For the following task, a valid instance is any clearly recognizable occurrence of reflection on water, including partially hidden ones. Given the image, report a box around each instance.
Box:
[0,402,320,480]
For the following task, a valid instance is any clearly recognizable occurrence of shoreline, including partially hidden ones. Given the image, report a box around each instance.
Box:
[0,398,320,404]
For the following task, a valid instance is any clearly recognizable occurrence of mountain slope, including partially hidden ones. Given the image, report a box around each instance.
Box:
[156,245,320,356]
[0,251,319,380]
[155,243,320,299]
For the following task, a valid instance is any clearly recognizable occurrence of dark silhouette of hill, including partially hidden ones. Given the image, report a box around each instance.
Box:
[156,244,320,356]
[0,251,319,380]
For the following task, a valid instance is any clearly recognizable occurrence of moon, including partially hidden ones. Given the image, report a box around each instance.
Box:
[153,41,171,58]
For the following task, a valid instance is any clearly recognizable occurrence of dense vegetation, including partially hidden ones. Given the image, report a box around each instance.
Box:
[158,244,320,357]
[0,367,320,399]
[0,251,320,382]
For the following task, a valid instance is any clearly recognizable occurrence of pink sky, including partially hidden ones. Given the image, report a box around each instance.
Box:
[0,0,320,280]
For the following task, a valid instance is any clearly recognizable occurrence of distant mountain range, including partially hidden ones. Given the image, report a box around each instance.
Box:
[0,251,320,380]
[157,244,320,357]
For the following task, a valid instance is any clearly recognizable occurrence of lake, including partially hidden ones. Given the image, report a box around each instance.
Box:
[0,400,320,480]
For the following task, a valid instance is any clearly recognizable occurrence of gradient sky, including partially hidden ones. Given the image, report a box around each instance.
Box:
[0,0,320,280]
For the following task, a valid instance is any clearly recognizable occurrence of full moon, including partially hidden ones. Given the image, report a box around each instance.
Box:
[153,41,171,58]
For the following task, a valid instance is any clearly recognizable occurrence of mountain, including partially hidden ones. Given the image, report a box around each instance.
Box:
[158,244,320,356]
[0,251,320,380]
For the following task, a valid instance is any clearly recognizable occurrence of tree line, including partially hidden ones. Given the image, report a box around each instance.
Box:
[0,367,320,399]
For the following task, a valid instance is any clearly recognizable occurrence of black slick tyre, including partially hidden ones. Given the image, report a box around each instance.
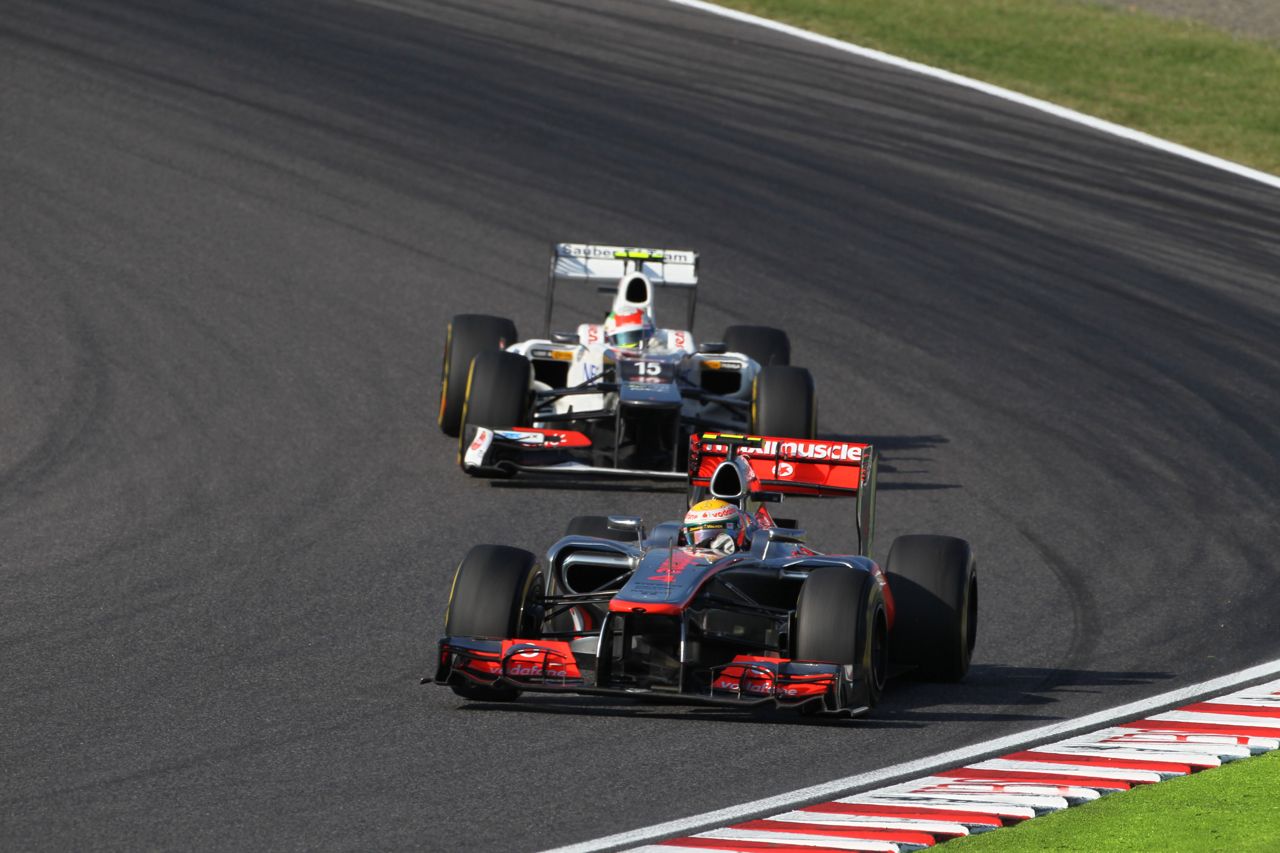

____

What needs to be done:
Please repeat all of the data above word for word, leaving the pictures out of your answer.

Exercise response:
For the following task, a valid instance is any clearly recognizable occurrence of reflection on water, including partially hidden ones. Given the image, report a box around each instance.
Box:
[0,402,320,480]
For the following task, a valid instance is any clearly recognizable occurrence of shoreline, including partially hidden ones. Given the image, report a box around each instance.
Box:
[0,398,320,404]
For the following task, a valid instance is any clearly recognizable occurrence of mountain slope, including partially hidden ones. Given the image, report a box around each instance.
Box:
[156,245,320,356]
[0,251,319,380]
[155,243,320,299]
For the following task, a valid instance is any clearly recognizable occurrence of dark silhouette of hill, including partially hidden ones. Given the image, report a box around each instance.
Box:
[156,244,320,356]
[0,251,319,380]
For the following task, a valid instance is any clearly recognizable occurrence of moon, including partially hidden ones. Given the image, report a box around each instance.
Box:
[153,41,171,58]
For the following task, a valid instance is any clearly recognizable occurrence of dense vegetation, including partially hidden ones. Given the image, report a box around each instance.
Box:
[158,244,320,357]
[0,367,320,399]
[0,251,320,382]
For the following task, a valid instance is any clearly recognizable occurrence of pink sky, including partially hidden ones. Given the image, report a box around each instance.
Box:
[0,0,320,280]
For the following task, a valid instance is any clearly recognizable occurrence of distant mountain range, including partially hidden ones. Given the image, report a box around each instance.
Box:
[0,251,320,380]
[157,244,320,357]
For the following task, a valid instance is any clearly recognizable occurrence of lake, including partially hidden ones. Given the image, report a box around each instance.
Box:
[0,400,320,480]
For the following task, a valid instance is any clearly recognizable occurrence of gradient sky, including partially hidden ones. Given the image, report a box around each instance.
Box:
[0,0,320,280]
For the following task, a valid instance is any clearly recognizable occurrence of full moon, including partially hidden ones. Given the image, report a box around each instance.
Box:
[153,41,171,58]
For the following task, a valid instance is any clearly recognizable occurrence of mountain, including partially hidden ones. Given the image, report a box around each instance.
Box:
[158,244,320,356]
[0,251,320,380]
For the following task, a valid instance is any clearly recognizable occurrence of tree line, including partially hidden ones. Given the image, report a box around each instance.
Box:
[0,367,320,399]
For the following task, a valid instance is any clearly recognizable occurrence of black slick tyre, including partially hidden ones. Given the image, report a box around each instance.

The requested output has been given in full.